- **What you will do**
Extract the entries verbatim, starting at the first line and ending at the line containing "[0,225,230,300]", with both ends included.

(Dataset entries)
▶

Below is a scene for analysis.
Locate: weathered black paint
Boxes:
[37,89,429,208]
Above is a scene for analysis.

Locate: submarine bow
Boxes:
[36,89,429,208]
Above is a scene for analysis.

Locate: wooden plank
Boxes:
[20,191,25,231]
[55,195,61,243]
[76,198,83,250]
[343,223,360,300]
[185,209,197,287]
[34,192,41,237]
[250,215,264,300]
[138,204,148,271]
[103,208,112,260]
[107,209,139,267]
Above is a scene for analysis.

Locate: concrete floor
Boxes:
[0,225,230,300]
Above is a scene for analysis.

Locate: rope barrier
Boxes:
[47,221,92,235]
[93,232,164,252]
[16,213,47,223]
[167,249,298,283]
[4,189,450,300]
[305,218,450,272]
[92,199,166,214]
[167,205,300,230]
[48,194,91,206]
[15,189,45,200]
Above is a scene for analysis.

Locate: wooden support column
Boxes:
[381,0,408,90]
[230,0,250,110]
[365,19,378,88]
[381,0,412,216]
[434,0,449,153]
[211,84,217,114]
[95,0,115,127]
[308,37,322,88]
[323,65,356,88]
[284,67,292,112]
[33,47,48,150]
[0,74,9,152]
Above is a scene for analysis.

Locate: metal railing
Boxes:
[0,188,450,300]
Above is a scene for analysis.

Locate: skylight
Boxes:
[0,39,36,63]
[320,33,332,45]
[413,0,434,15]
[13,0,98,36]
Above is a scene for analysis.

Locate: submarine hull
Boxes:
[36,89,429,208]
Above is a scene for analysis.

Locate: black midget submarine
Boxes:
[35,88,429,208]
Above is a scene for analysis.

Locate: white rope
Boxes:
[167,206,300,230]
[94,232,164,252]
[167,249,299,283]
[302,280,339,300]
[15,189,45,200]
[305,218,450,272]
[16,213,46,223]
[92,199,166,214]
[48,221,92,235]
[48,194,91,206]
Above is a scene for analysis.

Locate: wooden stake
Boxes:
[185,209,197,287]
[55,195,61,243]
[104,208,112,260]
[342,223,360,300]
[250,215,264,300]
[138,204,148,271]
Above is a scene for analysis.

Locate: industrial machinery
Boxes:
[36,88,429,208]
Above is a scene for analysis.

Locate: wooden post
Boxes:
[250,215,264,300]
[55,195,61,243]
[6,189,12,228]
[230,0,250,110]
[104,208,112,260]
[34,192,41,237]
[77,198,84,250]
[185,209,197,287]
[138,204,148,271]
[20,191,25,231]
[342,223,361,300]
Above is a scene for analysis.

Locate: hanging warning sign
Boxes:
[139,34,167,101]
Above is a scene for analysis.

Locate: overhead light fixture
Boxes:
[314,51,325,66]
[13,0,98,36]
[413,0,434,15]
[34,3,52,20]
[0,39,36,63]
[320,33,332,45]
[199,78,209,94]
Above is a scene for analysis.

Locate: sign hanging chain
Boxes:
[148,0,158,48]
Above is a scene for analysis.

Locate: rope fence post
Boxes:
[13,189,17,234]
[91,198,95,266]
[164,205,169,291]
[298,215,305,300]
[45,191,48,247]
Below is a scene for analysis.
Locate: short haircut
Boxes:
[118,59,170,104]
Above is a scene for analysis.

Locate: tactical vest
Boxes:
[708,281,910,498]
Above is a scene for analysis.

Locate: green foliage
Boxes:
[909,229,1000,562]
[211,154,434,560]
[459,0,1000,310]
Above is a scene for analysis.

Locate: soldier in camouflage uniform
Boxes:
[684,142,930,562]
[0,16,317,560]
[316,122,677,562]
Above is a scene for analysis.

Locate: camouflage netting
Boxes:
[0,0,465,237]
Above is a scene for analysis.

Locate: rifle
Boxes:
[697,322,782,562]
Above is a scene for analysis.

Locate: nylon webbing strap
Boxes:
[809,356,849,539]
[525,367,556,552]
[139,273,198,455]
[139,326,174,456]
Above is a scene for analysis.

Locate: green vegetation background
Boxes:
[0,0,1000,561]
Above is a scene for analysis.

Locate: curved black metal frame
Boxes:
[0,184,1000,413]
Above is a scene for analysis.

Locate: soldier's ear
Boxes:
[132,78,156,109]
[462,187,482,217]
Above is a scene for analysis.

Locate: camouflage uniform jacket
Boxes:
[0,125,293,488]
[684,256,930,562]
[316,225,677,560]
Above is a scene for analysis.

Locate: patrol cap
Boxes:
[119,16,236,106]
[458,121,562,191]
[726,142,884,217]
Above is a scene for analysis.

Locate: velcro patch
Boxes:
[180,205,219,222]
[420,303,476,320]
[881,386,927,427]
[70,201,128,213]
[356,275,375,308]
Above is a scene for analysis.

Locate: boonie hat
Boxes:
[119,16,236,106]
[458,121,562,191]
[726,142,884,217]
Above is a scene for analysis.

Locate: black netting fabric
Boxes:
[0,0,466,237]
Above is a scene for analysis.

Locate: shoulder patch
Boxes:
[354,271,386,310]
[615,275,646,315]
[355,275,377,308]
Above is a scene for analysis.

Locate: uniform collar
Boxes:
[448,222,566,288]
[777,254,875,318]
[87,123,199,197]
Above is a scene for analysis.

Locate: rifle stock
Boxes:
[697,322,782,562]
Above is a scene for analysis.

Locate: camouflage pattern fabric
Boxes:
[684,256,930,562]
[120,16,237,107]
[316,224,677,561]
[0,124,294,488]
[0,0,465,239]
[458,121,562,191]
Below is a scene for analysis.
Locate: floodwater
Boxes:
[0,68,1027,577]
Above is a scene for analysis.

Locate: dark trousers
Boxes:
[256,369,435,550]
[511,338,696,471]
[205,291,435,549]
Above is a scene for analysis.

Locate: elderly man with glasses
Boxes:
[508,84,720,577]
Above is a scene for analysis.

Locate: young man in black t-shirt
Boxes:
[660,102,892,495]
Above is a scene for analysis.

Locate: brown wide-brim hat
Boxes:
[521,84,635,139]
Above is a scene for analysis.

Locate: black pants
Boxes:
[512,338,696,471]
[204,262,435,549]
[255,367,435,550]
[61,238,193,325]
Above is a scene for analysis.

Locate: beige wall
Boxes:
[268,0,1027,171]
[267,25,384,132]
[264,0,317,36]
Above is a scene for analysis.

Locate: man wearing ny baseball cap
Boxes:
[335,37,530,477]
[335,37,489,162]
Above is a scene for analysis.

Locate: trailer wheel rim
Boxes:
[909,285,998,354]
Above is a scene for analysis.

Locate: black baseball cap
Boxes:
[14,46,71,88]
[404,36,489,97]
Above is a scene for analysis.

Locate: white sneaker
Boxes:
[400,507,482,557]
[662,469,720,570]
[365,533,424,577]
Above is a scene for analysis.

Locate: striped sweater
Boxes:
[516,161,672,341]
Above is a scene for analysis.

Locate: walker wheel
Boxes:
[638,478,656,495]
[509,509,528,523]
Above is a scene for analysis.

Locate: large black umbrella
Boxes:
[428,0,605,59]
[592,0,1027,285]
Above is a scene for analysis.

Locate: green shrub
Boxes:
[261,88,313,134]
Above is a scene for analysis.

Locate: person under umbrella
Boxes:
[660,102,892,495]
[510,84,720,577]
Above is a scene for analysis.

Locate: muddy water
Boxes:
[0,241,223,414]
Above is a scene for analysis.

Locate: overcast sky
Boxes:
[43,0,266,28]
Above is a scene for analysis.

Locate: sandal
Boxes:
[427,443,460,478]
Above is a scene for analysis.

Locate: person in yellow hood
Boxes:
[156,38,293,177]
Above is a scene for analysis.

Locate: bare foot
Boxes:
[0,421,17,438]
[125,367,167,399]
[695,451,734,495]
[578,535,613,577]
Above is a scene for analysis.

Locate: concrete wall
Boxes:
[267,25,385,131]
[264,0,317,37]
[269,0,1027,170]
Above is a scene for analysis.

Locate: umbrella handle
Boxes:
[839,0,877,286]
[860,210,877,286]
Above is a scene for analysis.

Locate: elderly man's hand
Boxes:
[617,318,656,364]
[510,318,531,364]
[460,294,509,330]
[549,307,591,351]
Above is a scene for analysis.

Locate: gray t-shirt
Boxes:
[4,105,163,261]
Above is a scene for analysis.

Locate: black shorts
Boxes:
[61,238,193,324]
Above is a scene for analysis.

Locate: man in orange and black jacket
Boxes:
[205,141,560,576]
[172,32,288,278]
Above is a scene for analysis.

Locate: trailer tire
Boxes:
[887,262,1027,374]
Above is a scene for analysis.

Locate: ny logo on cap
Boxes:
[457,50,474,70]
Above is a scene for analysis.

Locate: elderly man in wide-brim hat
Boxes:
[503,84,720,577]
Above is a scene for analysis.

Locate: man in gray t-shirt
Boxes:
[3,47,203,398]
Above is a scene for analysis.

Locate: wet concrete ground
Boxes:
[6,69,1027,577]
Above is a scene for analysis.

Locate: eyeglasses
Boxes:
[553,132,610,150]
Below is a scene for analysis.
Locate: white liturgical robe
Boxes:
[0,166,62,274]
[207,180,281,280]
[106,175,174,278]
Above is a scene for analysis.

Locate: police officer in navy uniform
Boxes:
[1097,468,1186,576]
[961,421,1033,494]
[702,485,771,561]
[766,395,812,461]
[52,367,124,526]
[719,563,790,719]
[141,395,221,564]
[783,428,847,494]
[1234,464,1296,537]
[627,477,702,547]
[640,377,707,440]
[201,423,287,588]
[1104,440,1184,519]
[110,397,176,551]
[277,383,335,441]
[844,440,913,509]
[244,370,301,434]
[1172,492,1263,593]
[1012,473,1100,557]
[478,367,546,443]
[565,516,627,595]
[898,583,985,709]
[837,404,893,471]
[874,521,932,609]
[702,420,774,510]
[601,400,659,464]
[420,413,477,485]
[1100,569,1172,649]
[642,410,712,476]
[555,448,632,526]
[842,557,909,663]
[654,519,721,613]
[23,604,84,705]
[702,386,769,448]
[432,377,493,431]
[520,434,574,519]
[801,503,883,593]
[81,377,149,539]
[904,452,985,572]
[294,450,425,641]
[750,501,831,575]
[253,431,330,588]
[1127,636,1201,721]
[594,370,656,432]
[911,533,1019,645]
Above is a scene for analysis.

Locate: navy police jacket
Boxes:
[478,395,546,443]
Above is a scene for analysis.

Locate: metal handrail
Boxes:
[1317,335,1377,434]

◀

- **The output**
Below is a scene for analysis.
Locate: weathered black paint
Boxes:
[37,89,429,208]
Above is a scene for analysis.

Locate: submarine bow
Boxes:
[36,89,429,208]
Above is a scene for analysis.

Locate: wooden plank
Boxes:
[20,191,25,231]
[55,195,61,243]
[76,198,83,250]
[343,223,360,300]
[185,209,197,287]
[34,192,41,237]
[250,215,264,300]
[138,204,148,271]
[103,208,112,260]
[107,209,139,267]
Above is a scene for analysis.

Locate: concrete floor
Boxes:
[0,225,230,300]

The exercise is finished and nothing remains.